→ Data
Segment Open

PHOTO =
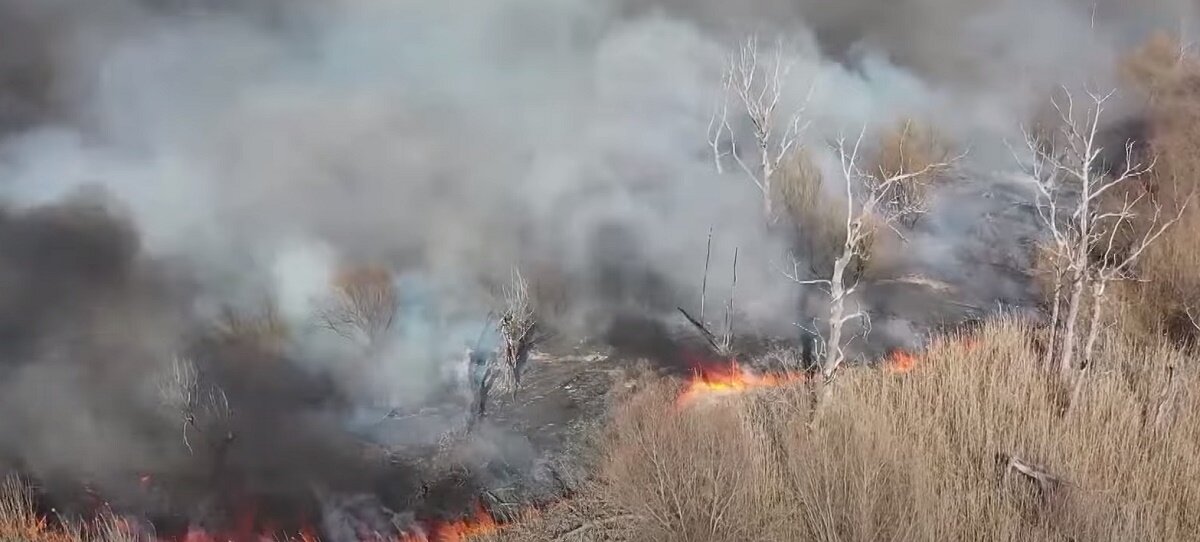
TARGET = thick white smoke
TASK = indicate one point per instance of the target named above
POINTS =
(259, 146)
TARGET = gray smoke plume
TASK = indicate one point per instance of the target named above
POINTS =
(249, 150)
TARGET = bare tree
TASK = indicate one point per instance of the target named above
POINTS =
(364, 306)
(493, 369)
(202, 407)
(1093, 238)
(519, 327)
(757, 86)
(873, 200)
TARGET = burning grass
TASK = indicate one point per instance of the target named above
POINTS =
(731, 378)
(921, 457)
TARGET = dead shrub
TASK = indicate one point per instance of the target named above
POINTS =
(910, 148)
(1170, 288)
(365, 303)
(923, 455)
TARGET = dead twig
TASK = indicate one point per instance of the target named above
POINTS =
(591, 524)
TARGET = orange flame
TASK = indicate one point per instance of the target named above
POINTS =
(478, 524)
(901, 362)
(708, 381)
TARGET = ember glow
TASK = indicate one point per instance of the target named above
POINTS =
(901, 361)
(478, 524)
(730, 379)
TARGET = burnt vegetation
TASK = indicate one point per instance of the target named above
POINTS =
(899, 403)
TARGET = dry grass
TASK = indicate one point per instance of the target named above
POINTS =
(910, 148)
(19, 522)
(1170, 83)
(916, 456)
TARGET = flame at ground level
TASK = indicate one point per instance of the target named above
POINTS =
(36, 528)
(478, 524)
(732, 378)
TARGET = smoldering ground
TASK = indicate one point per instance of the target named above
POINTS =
(253, 148)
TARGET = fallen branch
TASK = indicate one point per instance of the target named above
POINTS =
(1165, 401)
(1045, 481)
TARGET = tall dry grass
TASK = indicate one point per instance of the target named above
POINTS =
(21, 522)
(1169, 80)
(921, 456)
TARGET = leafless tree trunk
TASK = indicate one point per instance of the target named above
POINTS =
(875, 208)
(757, 85)
(1072, 194)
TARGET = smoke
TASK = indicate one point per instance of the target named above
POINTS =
(246, 151)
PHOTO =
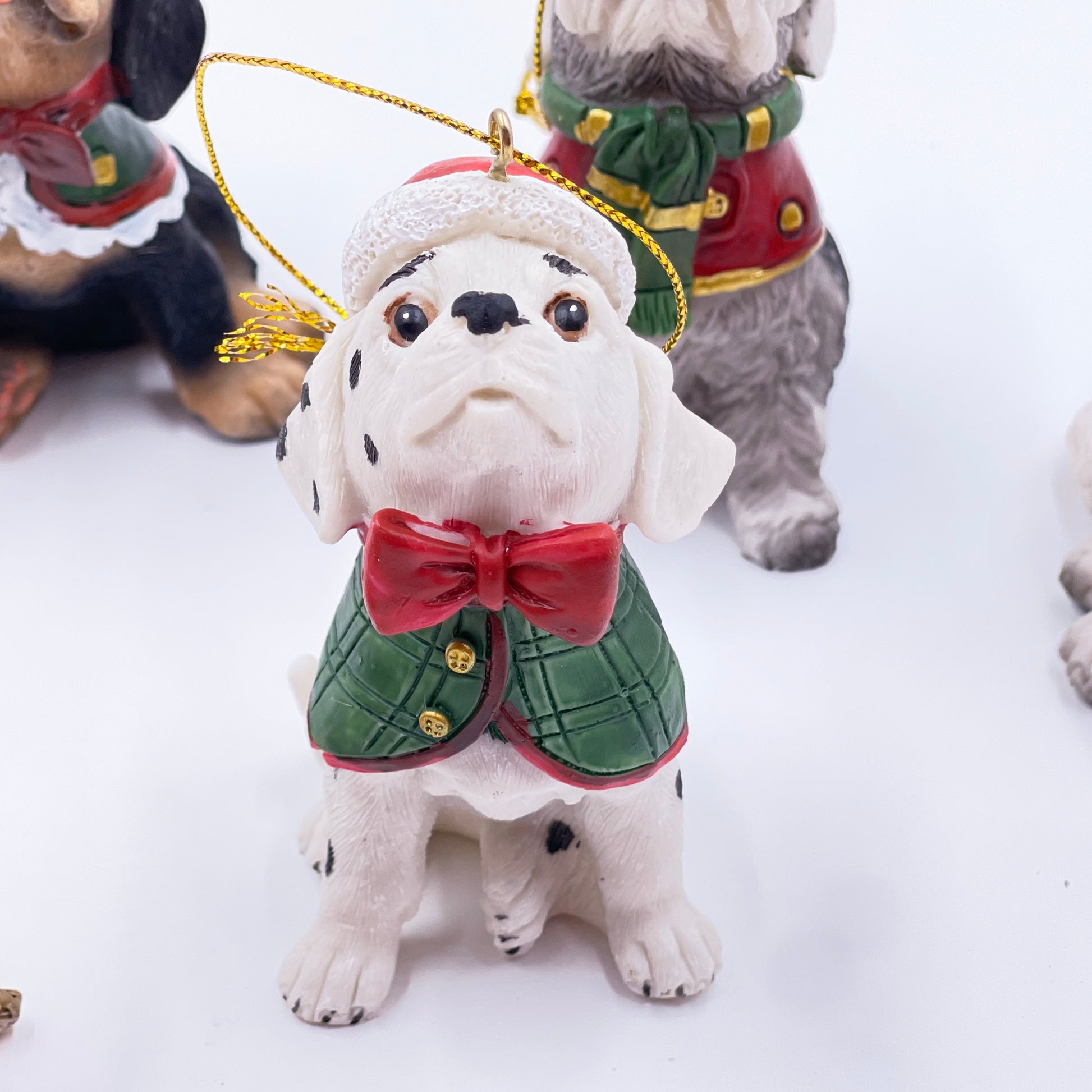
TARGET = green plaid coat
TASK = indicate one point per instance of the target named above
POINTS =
(597, 717)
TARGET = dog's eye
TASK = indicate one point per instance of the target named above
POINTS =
(410, 323)
(569, 317)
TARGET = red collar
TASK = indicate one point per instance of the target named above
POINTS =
(416, 575)
(45, 138)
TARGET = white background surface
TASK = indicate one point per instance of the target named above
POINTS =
(889, 782)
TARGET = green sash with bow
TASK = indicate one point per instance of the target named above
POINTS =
(655, 165)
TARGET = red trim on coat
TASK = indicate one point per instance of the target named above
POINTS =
(511, 727)
(758, 185)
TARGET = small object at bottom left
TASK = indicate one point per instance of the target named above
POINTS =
(11, 1001)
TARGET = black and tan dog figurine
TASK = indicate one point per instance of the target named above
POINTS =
(108, 237)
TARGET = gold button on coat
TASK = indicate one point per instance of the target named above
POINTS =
(434, 723)
(791, 219)
(461, 657)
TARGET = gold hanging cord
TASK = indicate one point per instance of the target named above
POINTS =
(281, 309)
(526, 101)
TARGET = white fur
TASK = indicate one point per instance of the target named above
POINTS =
(421, 215)
(625, 876)
(513, 430)
(42, 231)
(742, 33)
(1076, 648)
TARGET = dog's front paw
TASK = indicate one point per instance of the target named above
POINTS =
(788, 532)
(1076, 650)
(338, 975)
(1076, 576)
(246, 400)
(668, 951)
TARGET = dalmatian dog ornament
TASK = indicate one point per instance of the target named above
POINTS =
(488, 425)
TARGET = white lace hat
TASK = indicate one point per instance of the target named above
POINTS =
(456, 199)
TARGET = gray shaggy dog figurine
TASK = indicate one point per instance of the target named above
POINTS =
(677, 112)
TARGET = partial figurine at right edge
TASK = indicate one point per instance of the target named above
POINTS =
(681, 117)
(1076, 649)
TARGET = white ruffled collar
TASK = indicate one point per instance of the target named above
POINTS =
(44, 232)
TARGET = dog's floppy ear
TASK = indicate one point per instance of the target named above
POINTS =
(157, 47)
(683, 464)
(813, 38)
(311, 447)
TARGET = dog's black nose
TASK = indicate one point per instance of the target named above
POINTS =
(486, 313)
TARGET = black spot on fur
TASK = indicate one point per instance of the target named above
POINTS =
(410, 268)
(559, 837)
(563, 267)
(370, 450)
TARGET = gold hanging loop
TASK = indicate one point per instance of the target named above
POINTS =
(496, 141)
(501, 136)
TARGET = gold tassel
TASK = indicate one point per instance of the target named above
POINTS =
(259, 338)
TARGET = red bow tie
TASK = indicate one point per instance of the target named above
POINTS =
(417, 575)
(45, 138)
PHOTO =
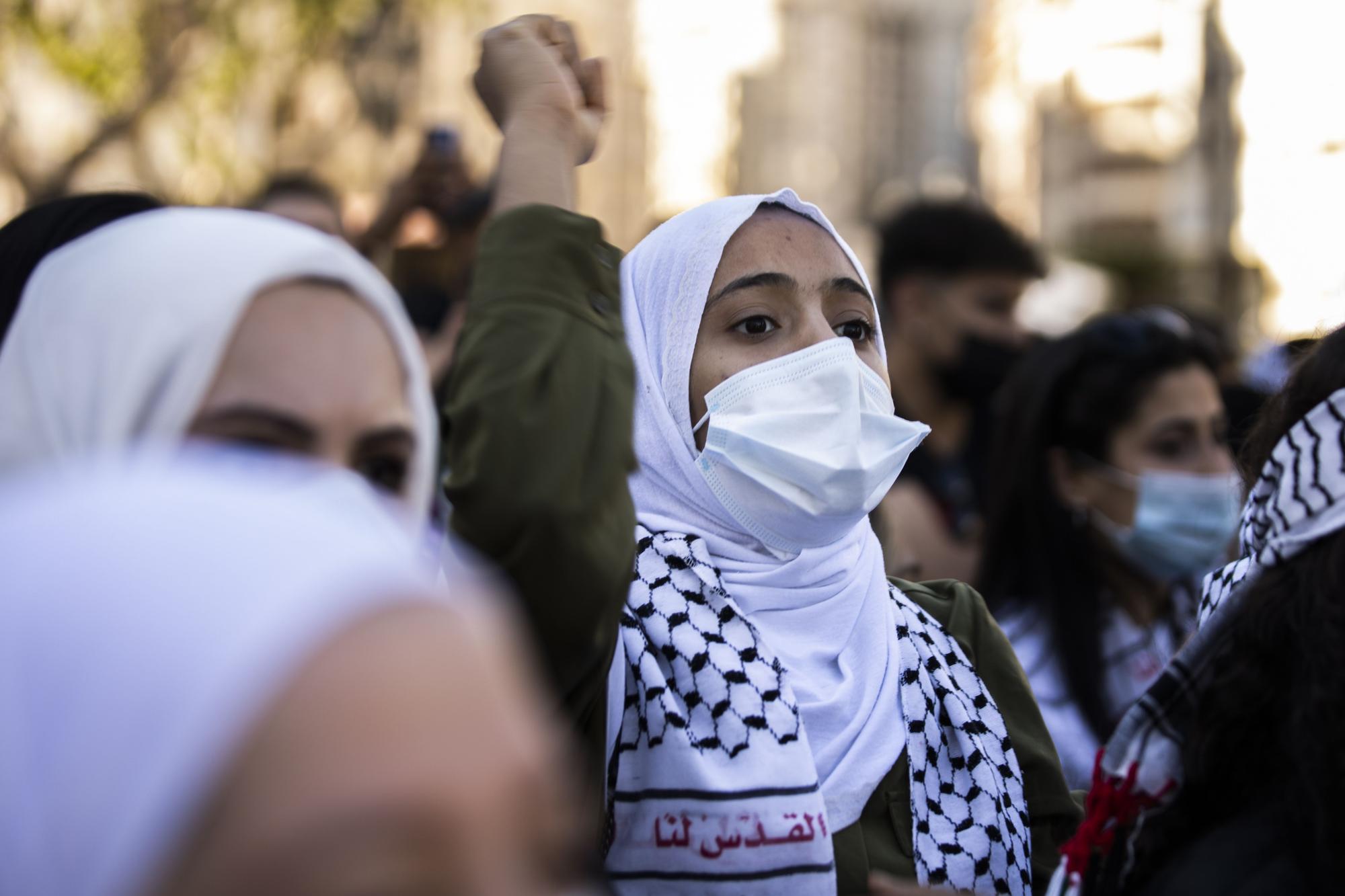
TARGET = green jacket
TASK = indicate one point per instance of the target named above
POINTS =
(540, 450)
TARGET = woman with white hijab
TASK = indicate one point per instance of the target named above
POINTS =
(778, 716)
(229, 674)
(220, 325)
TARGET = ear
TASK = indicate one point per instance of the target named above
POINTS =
(1069, 481)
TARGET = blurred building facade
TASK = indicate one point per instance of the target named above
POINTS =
(863, 108)
(1104, 128)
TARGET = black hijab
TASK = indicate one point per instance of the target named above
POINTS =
(41, 231)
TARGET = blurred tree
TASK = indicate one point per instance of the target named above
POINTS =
(198, 100)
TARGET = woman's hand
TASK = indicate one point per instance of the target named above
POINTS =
(532, 76)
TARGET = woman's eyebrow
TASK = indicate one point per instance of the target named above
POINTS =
(392, 436)
(848, 284)
(763, 279)
(278, 423)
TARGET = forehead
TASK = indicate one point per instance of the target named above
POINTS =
(779, 240)
(1190, 392)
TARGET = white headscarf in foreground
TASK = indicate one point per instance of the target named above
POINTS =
(120, 333)
(755, 702)
(149, 616)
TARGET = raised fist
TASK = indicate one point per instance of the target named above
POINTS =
(532, 69)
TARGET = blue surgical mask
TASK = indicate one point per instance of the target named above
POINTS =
(1184, 522)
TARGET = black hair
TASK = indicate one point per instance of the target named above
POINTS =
(952, 239)
(42, 229)
(1270, 708)
(1070, 395)
(295, 184)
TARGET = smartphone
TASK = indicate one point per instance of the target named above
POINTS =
(442, 140)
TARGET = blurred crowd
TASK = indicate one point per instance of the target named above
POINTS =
(463, 555)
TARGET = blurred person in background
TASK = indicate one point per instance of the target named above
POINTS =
(1242, 400)
(950, 279)
(1114, 489)
(32, 236)
(740, 696)
(303, 198)
(1227, 776)
(220, 325)
(426, 240)
(225, 674)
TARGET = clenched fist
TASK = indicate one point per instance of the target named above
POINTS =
(532, 72)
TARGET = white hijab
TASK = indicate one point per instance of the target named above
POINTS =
(827, 612)
(119, 334)
(149, 616)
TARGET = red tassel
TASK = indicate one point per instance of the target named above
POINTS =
(1112, 806)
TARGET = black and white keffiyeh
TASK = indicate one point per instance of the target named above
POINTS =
(1299, 498)
(712, 783)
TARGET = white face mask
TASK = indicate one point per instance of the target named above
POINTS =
(801, 448)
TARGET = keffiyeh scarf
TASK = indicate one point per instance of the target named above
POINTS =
(712, 783)
(1299, 498)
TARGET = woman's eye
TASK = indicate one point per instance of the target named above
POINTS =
(857, 330)
(755, 326)
(388, 474)
(1171, 450)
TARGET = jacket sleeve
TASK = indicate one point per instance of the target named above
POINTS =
(1054, 811)
(540, 408)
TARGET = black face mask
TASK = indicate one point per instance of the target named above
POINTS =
(981, 368)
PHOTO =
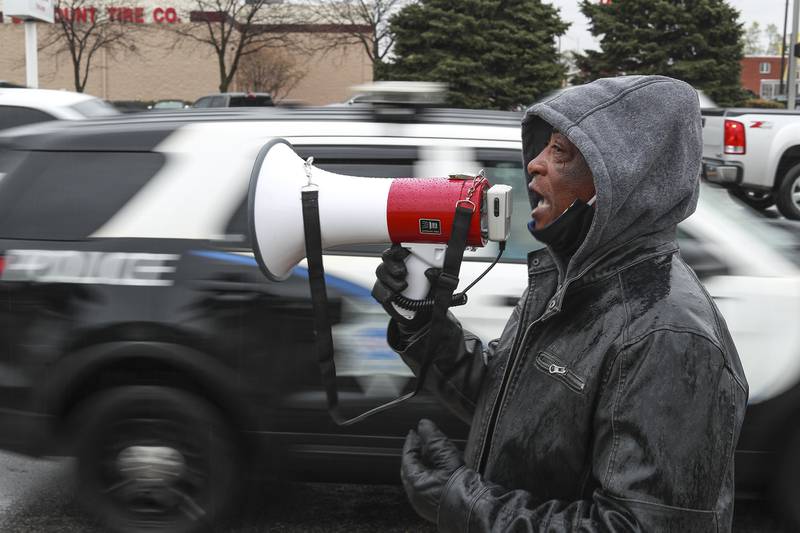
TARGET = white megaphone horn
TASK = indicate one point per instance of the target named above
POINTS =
(415, 212)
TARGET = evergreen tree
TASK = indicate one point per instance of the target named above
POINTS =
(698, 41)
(493, 54)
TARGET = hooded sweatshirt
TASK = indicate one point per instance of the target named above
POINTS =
(645, 164)
(614, 397)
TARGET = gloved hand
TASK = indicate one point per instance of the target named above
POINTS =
(429, 459)
(391, 274)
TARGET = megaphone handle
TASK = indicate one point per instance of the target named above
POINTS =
(422, 257)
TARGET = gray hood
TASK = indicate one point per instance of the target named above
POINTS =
(641, 136)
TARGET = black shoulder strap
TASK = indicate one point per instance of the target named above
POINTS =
(443, 293)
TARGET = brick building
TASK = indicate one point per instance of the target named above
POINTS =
(762, 75)
(158, 66)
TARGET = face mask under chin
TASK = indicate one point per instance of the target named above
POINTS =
(566, 233)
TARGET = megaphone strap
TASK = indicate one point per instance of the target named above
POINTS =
(323, 337)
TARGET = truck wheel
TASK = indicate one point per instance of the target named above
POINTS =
(788, 198)
(758, 200)
(155, 459)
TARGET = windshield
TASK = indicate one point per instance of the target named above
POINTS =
(780, 235)
(94, 108)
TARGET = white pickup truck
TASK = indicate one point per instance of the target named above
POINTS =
(755, 153)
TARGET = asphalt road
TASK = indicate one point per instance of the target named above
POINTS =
(36, 496)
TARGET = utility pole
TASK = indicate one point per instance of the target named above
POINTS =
(783, 44)
(792, 79)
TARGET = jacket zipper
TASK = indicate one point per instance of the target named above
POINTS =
(553, 366)
(512, 363)
(511, 366)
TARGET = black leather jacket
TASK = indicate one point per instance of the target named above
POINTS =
(612, 402)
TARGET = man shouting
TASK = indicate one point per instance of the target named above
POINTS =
(614, 398)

Segment Closed

→ Task statement
Return exactly the lines from the one containing "TARGET = black leather jacket" to the last line of the data, and nothing more.

→ Exercise solution
TARGET = black leather jacket
TASK = indicate one point per instance of the target named above
POINTS =
(612, 402)
TARGET = man shouting
TASK = indicate one point per instance of the target named above
POINTS =
(614, 398)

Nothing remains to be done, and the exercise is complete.